**SOURCE PASSAGE**
□ □ □

Rashtrasant Tukadoji Maharaj Nagpur University
- Former names: Nagpur University
- Motto: Vidyā Daiva Paraṃ Tamṛ
- Motto in English: Knowledge is the supreme destiny
- Type: Public
- Established: 1923 (103 years ago)
- Affiliations: ACU, AIU, NAAC, NBA, UGC
- Chancellor: Governor of Maharashtra
- Vice-Chancellor: Dr. Manali Makarand Kshirsagar
- Location: Nagpur, Maharashtra, India
- Campus: Urban;
- Nickname: RTMNU
- Website: www.nagpuruniversity.ac.in

= Rashtrasant Tukadoji Maharaj Nagpur University =

University in Maharashtra, India

Rashtrasant Tukadoji Maharaj Nagpur University (RTMNU), formerly Nagpur University, is a public state university located in Nagpur, Maharashtra. It is one of India's oldest universities, as well as the second-oldest in Maharashtra. It is named after Rashtrasant Tukadoji Maharaj, a spiritual leader, orator, and musician from Vidarbha. The university is a member of the Association of Indian Universities and the Association of Commonwealth Universities.

□ □ □

**DATA LISTING**
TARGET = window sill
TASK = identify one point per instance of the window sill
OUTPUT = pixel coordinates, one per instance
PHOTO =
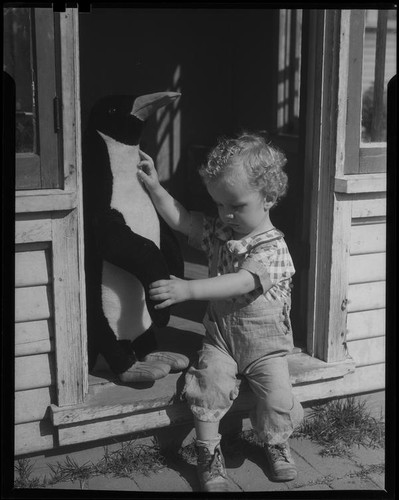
(362, 183)
(44, 200)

□ □ □

**TASK REQUIREMENTS**
1: According to the Nagpur University passage, where does the university's current name come from?
2: Transcribe part of the Nagpur University passage word for word, beginning at "Rashtrasant Tukadoji Maharaj Nagpur University (RTMNU), formerly" and stopping after "of Commonwealth Universities.".
3: Write the next part of the Nagpur University passage, picking up after its final sentence.

**IN RESPONSE**
1: The university, formerly called Nagpur University, is named after Rashtrasant Tukadoji Maharaj, a spiritual leader, orator, and musician from Vidarbha.

2:
Rashtrasant Tukadoji Maharaj Nagpur University (RTMNU), formerly Nagpur University, is a public state university located in Nagpur, Maharashtra. It is one of India's oldest universities, as well as the second-oldest in Maharashtra. It is named after Rashtrasant Tukadoji Maharaj, a spiritual leader, orator, and musician from Vidarbha. The university is a member of the Association of Indian Universities and the Association of Commonwealth Universities.

3:
== Vice-Chancellors ==

- Bipin Krishna Bose (1923–1928)
- Dr. Hari Singh Gour (1928-) (1936-)
- Tukaram Jayram Kedar (January 1938–January 1944)
- Justice W. R. Puranik (1944–1947)
- G. B. Kadam
- Vishnu Bhikaji Kolte (1966–1972)
- M. G. Bokre
- Bhalchandra Chopane
- D. Y. Gohokar (1975–1977)
- Vilas Sapkal
- Dr. M. A. Chansarkar (1985-1988)
- S. N. Pathan
- Siddharthavinayaka P. Kane (2015–2020)
- Dr. Subhash R. Chaudhari (2020–2024)
- Prashant S. Bokare (2024–2025)
- Dr. Manali Makarand Kshirsagar (2025–present)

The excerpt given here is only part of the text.